=== Passage ===
============

Bird Flu Outbreaks and Factory Farms
The United States has a ghoulish problem with its farms and the consequences could be dire.
Edit: Updated to reflect evolving crisis.
It’s perfectly natural to grind up chicken shit, feathers, and entire corpses, and feed them en masse to cows and pigs: at least, this is the prevailing wisdom of the United States’ Food and Drug Administration (FDA). But this practice is coming home to roost with a vengeance.
The practice of grinding up animal corpses and excrement and feeding the resultant slurry to other animals has long been recognized as a significant problem. The 1980s-1990s fiasco in the United Kingdom, where feeding ground-up meat and bone-meal back to animals caused the deaths of almost 200 people from “mad cow disease” should have been warning enough. Unfortunately, feeding animals their own dead is profitable.
Now, the practice of feeding dead animals back to their kin is rearing its ugly head once again. H5N1, a deadly variant of influenza commonly referred to as “bird flu,” has been spreading in the United States, and one of its possible vectors is the innocently named practice of “poultry litter.”
Poultry litter is the practice of grinding up rotting chicken corpses, feathers, and poop, and turning it into a cheap form of high-protein animal feed. Farmers in the US use it because it’s cheaper than corn and soy. By the way, the reason it’s cheaper in the United States is because our “broiler-chicken” industry over-produces chickens at a truly alarming rate. Not only are chicken conditions horrific, they also provide an ideal breeding ground for what could be the next deadly plague.
H5N1 spreads to cows
“Bird flu” can spread to other animals like cows, pigs, and… human beings. Normally, the public health risk isn’t high because H5N1 isn’t able to easily grow inside humans, but the mass-scale animal farms popular in the United States could change that.
When H5N1-infected chickens come in contact with other animals, the infection can spread. In April, that’s already started to occur. There has already been one human case related to the recent Texas outbreak of “bird flu” that forced the extermination of tens of millions of chickens. But now, the disease has spread to dairy cattle as well.

============

=== Exercise prompt ===
Duplicate the passage on bird flu and factory farms word for word, starting with "It’s perfectly natural" and going on through "with a vengeance.". The lines that come next have no connection to the passage on bird flu and factory farms.

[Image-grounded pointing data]

============

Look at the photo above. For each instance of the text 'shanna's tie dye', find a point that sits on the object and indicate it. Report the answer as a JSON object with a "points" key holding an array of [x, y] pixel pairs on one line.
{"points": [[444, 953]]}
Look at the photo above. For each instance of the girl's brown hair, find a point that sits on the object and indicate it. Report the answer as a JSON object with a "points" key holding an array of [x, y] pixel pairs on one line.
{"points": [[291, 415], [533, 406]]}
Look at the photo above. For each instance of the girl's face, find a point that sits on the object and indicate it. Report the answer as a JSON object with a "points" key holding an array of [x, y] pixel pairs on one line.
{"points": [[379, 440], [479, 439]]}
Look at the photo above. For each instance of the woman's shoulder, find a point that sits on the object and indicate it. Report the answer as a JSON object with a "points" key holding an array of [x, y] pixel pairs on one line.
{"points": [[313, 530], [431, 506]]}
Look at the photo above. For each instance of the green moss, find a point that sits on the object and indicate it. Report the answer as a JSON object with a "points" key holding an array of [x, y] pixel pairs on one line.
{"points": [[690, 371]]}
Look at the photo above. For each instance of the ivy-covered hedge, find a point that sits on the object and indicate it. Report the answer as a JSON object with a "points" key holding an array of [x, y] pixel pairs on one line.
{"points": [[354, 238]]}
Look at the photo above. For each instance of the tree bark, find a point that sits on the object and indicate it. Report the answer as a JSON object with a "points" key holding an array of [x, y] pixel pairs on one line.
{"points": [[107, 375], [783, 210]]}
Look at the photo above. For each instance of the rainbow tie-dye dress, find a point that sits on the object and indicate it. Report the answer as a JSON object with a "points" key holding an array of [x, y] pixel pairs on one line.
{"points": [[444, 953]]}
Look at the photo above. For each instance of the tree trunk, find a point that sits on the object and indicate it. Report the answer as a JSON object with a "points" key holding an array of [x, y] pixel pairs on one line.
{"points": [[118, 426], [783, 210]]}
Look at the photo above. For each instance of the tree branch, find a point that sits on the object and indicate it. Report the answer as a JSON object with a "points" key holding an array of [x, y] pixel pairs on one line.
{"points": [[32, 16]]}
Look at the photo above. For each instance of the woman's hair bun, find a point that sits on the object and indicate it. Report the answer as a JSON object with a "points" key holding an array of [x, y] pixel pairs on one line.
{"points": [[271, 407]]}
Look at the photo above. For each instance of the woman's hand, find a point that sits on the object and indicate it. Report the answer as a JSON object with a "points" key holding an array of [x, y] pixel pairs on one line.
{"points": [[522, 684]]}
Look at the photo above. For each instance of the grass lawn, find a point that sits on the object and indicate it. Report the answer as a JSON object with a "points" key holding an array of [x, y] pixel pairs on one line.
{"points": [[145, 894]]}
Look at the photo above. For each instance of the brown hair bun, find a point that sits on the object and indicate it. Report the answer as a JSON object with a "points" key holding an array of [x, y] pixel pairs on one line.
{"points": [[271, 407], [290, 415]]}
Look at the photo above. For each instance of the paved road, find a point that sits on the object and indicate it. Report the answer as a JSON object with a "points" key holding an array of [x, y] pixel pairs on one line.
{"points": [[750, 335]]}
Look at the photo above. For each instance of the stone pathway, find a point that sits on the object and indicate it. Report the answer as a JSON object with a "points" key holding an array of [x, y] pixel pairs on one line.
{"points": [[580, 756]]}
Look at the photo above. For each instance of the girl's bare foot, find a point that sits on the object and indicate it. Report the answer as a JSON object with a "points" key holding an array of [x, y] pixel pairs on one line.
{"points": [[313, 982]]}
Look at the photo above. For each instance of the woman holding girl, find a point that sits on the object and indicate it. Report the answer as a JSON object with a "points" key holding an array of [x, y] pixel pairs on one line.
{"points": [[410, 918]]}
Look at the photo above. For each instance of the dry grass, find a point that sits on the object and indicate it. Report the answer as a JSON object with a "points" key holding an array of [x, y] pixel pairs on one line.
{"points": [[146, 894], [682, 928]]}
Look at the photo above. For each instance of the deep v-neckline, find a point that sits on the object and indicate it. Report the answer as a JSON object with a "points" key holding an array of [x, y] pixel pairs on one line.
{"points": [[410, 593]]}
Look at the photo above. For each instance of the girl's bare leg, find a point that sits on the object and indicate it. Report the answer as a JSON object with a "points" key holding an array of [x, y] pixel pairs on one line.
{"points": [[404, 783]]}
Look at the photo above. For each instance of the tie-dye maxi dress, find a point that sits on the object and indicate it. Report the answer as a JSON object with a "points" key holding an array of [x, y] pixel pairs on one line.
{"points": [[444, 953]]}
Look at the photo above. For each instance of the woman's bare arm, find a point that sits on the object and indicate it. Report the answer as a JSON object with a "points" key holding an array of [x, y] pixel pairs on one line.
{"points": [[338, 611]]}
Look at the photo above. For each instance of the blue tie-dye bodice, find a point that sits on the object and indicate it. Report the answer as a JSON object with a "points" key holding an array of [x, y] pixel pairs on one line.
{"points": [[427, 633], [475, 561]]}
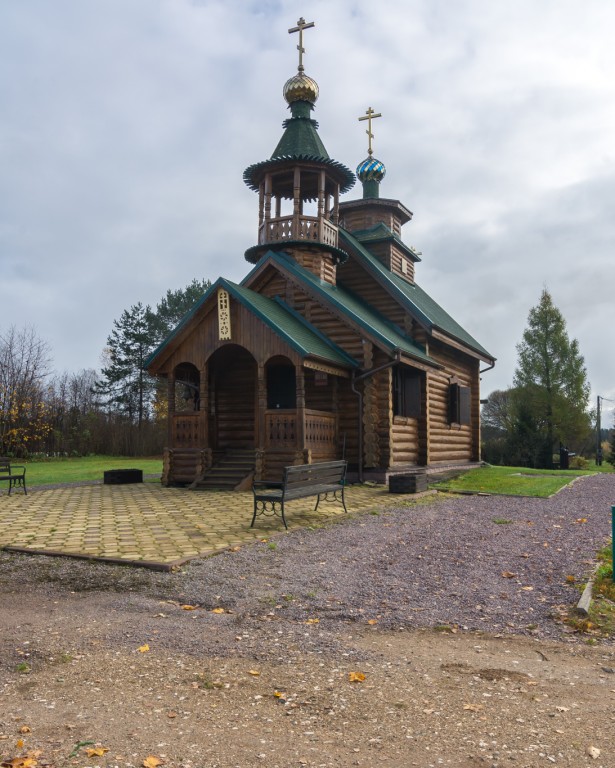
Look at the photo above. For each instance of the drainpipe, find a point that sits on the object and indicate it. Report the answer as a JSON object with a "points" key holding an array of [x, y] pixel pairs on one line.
{"points": [[353, 381]]}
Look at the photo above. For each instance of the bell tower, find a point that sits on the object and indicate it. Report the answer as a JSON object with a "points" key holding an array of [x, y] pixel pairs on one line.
{"points": [[300, 185]]}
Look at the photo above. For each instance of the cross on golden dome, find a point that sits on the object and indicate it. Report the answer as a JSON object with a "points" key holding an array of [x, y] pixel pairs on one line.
{"points": [[369, 116], [301, 25]]}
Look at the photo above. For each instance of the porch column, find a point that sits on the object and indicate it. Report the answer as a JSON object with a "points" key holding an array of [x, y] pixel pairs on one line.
{"points": [[261, 406], [300, 390], [170, 407], [204, 407]]}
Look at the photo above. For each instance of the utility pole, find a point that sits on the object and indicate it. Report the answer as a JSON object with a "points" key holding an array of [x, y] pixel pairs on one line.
{"points": [[599, 430]]}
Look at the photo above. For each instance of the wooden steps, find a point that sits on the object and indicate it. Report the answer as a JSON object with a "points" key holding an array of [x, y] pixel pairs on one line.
{"points": [[232, 472]]}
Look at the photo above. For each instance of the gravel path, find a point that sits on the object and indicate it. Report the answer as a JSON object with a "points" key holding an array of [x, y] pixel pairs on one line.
{"points": [[140, 664], [497, 564]]}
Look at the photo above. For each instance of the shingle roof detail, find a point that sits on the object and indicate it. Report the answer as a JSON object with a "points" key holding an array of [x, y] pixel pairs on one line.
{"points": [[380, 233], [419, 303]]}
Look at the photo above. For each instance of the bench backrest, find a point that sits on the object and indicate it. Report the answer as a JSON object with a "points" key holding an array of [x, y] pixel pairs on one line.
{"points": [[308, 475]]}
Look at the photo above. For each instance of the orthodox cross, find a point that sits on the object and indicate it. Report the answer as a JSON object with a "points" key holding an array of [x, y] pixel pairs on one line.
{"points": [[369, 116], [301, 25]]}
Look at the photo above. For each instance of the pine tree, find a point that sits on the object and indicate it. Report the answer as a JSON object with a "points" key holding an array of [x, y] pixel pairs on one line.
{"points": [[128, 389], [551, 383], [173, 306]]}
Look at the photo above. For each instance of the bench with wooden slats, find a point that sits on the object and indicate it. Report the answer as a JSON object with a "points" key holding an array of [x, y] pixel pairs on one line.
{"points": [[325, 480], [14, 474]]}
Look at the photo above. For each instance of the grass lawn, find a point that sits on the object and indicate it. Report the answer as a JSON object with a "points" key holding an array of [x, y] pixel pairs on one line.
{"points": [[513, 481], [50, 471]]}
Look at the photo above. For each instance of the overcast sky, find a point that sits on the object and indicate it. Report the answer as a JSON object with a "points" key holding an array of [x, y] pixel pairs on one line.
{"points": [[125, 127]]}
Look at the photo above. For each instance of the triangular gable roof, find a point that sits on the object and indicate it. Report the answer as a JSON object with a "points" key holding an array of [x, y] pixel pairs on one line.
{"points": [[290, 326], [428, 312], [387, 335]]}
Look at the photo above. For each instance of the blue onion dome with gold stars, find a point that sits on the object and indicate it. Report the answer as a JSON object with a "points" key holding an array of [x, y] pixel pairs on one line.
{"points": [[371, 169]]}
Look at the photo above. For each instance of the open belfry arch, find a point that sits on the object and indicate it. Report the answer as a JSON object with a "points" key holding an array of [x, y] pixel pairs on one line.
{"points": [[328, 348]]}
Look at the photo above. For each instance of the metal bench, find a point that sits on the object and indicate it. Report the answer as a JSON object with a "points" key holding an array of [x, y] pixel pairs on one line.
{"points": [[325, 480], [15, 474]]}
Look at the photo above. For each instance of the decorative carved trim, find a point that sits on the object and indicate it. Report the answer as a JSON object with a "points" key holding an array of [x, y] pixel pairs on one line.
{"points": [[224, 315]]}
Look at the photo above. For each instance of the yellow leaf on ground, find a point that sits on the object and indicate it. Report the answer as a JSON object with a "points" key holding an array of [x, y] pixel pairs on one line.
{"points": [[356, 677], [96, 751], [151, 761]]}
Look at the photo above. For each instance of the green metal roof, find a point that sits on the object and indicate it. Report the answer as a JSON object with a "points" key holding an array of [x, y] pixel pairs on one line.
{"points": [[290, 326], [419, 303], [300, 138], [386, 333]]}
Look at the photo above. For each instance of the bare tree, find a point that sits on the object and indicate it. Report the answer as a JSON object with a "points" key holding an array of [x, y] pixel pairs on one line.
{"points": [[24, 366]]}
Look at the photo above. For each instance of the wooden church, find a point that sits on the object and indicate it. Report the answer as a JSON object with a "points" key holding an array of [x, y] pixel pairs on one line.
{"points": [[328, 348]]}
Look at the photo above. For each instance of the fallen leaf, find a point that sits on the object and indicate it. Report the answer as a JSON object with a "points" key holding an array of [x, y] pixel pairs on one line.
{"points": [[96, 751], [356, 677], [151, 761]]}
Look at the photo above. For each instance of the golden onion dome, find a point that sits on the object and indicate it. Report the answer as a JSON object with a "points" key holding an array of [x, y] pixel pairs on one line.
{"points": [[300, 87]]}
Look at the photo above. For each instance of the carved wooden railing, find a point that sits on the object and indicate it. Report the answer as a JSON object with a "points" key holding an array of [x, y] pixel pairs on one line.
{"points": [[186, 430], [321, 433], [310, 228]]}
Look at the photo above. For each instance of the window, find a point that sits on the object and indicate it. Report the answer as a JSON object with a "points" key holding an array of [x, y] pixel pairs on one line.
{"points": [[459, 404], [407, 392], [281, 387]]}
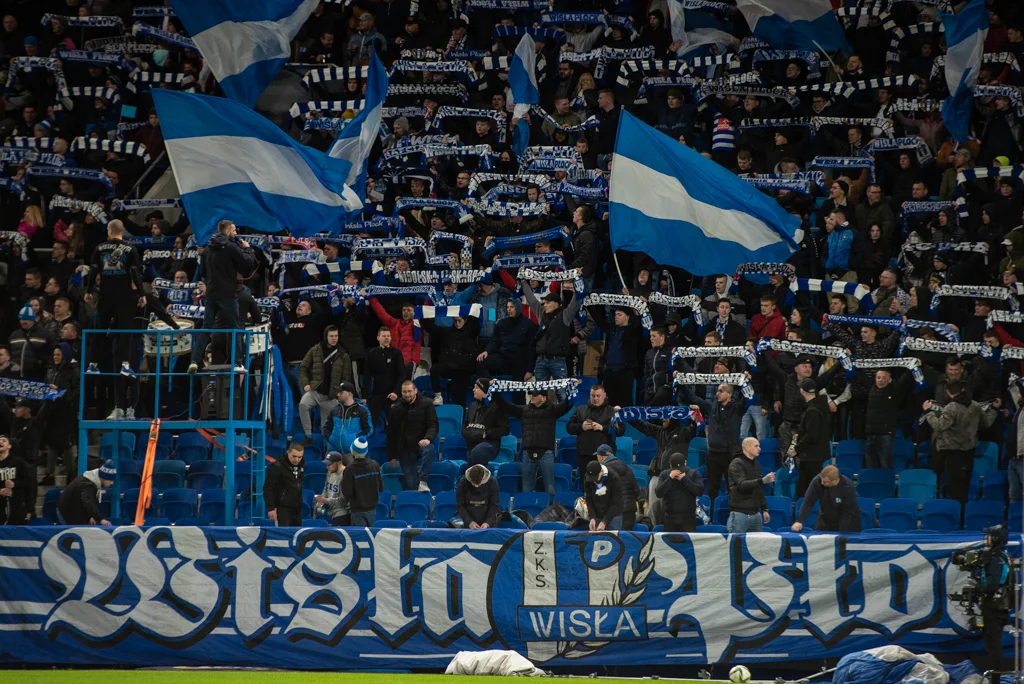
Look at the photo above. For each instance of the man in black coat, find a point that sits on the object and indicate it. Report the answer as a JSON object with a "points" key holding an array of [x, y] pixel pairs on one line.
{"points": [[476, 499], [603, 492], [677, 488], [837, 496], [283, 487], [631, 489], [486, 423], [812, 443], [412, 429], [79, 502], [224, 258]]}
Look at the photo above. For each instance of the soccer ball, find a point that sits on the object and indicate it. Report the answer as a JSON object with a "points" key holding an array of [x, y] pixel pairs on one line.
{"points": [[739, 674]]}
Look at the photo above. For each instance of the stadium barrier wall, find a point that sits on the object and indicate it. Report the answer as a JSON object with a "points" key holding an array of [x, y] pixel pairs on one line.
{"points": [[346, 598]]}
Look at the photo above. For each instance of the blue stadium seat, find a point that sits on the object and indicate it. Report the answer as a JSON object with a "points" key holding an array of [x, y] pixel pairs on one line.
{"points": [[168, 474], [531, 502], [386, 524], [510, 477], [212, 507], [384, 506], [454, 447], [721, 510], [898, 514], [192, 446], [444, 506], [412, 506], [916, 483], [442, 476], [450, 418], [941, 515], [877, 483], [780, 510], [551, 525], [866, 512], [645, 452], [981, 514], [178, 503]]}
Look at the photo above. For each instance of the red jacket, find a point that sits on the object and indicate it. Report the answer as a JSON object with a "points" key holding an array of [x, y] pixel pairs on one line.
{"points": [[403, 334], [771, 327]]}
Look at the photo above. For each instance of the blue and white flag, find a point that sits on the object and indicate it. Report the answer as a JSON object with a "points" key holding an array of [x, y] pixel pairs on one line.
{"points": [[965, 44], [245, 42], [231, 163], [356, 138], [796, 25], [668, 200], [522, 81]]}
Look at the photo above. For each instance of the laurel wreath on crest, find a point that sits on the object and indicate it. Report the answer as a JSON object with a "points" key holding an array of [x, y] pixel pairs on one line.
{"points": [[627, 591]]}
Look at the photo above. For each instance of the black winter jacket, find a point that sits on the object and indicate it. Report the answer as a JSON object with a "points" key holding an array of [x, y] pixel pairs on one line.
{"points": [[538, 423], [283, 486], [409, 423], [747, 493], [223, 260], [361, 484]]}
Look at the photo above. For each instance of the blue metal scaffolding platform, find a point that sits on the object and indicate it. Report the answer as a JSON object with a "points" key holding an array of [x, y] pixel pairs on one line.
{"points": [[237, 417]]}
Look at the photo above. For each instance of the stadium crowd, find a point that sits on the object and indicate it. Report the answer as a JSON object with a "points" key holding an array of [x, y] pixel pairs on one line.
{"points": [[851, 143]]}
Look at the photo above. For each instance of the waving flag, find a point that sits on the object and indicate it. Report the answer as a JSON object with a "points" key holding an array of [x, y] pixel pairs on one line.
{"points": [[670, 201], [965, 44], [231, 163], [356, 139], [245, 42], [522, 81], [796, 25]]}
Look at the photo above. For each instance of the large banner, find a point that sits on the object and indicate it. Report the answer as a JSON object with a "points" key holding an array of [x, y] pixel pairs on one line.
{"points": [[334, 598]]}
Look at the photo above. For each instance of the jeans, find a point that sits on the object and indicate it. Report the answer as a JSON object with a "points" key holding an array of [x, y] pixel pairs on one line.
{"points": [[744, 522], [483, 454], [546, 464], [549, 368], [416, 467], [1016, 477], [364, 518], [228, 309], [307, 402], [760, 422], [880, 451]]}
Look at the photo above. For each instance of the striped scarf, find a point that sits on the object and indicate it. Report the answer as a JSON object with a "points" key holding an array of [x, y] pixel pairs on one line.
{"points": [[861, 292], [36, 391], [450, 311], [974, 292], [735, 379], [715, 352], [912, 364]]}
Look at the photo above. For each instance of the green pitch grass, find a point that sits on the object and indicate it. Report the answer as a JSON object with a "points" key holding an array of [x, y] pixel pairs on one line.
{"points": [[228, 677]]}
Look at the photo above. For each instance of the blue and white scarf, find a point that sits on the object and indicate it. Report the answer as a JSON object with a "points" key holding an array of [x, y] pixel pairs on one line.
{"points": [[715, 352], [569, 385], [974, 292], [464, 311], [861, 292], [913, 365], [798, 348], [735, 379], [514, 242]]}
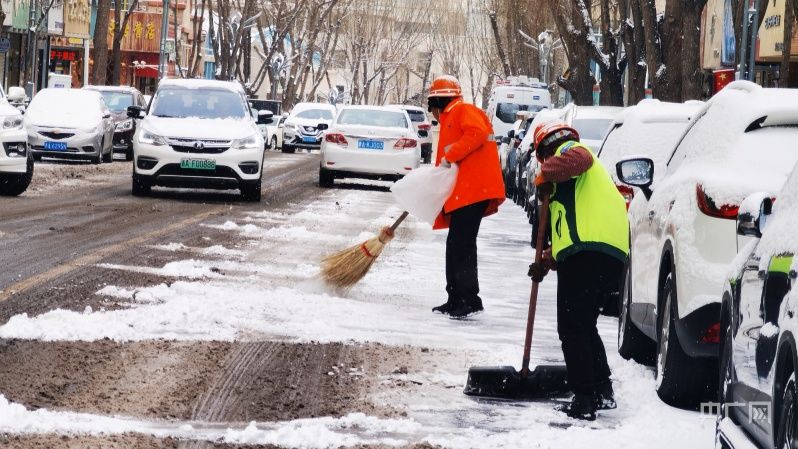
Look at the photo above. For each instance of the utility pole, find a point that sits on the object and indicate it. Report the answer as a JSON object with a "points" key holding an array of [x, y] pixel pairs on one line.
{"points": [[754, 35], [162, 61]]}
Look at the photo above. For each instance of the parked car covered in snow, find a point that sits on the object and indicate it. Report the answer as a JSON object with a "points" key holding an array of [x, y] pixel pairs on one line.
{"points": [[651, 128], [198, 133], [16, 162], [423, 126], [369, 142], [70, 124], [301, 128], [759, 326], [591, 122], [118, 98], [683, 231]]}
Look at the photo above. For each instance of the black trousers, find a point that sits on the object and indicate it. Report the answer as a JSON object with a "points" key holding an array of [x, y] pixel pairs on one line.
{"points": [[462, 283], [583, 282]]}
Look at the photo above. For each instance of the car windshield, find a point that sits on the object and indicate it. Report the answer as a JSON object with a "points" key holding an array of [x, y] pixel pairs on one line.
{"points": [[315, 114], [117, 101], [506, 111], [371, 117], [592, 128], [416, 116], [198, 103]]}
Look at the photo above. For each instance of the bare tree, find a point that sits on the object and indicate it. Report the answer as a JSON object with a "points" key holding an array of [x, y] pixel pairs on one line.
{"points": [[120, 31], [100, 52]]}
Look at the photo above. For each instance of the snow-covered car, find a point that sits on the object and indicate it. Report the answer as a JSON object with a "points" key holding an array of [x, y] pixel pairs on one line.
{"points": [[16, 162], [198, 133], [651, 128], [369, 142], [423, 126], [301, 128], [683, 233], [118, 98], [70, 124], [759, 326], [591, 122]]}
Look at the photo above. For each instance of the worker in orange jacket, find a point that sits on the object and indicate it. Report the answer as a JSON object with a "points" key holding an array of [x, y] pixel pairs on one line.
{"points": [[466, 140]]}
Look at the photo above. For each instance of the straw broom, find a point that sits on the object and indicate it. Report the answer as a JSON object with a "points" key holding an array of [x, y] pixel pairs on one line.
{"points": [[346, 268]]}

============

=== Exercise response ===
It’s perfectly natural to grind up chicken shit, feathers, and entire corpses, and feed them en masse to cows and pigs: at least, this is the prevailing wisdom of the United States’ Food and Drug Administration (FDA). But this practice is coming home to roost with a vengeance.